(Exercise 1) In the shrimp farming article, how many times worse are the problems of hoofed animal facilities said to be in shrimp farming?
(Exercise 2) Please extract the passage of the shrimp farming article from "Viral Video: Shrimp" up to and including "list goes on.".
*** Excerpt provided Section Begins ***
Viral Video: Shrimp Farmers In Vietnam Shown Injecting Their Products With Chemical Goo
We all know in at least a vaguely unsettling way that factory farming methods come with a lot of problems. Rampant antibiotic overuse, hormone treatments, GMO feed for the animals, disease, massive environmental impact, cruel conditions–the list goes on.
But what many people don’t know is that nearly all of the problems listed about as they relate to hoofed animal facilities also apply to shrimp farming.
Only multiply them by a hundred.
Shrimp farming produces some of the most toxic, filthy, poison-laden product ever created as a foodstuff for human consumption. That humans actually ingest this vile product–grown in foul cesspools of feces-saturated and toxic water that is doused with copious amounts of antibiotics, some of which are banned in the U.S. and E.U.–is testimony to the ability of the food, advertising and media industries to disguise the true nature of things.
*** Excerpt provided Section Ends ***
*** Data block Section Begins ***
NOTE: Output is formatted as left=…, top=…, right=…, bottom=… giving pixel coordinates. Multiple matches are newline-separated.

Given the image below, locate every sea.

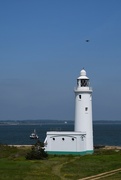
*** Data block Section Ends ***
(Worked solution 1) A hundred times worse.

(Worked solution 2)
Viral Video: Shrimp Farmers In Vietnam Shown Injecting Their Products With Chemical Goo
We all know in at least a vaguely unsettling way that factory farming methods come with a lot of problems. Rampant antibiotic overuse, hormone treatments, GMO feed for the animals, disease, massive environmental impact, cruel conditions–the list goes on.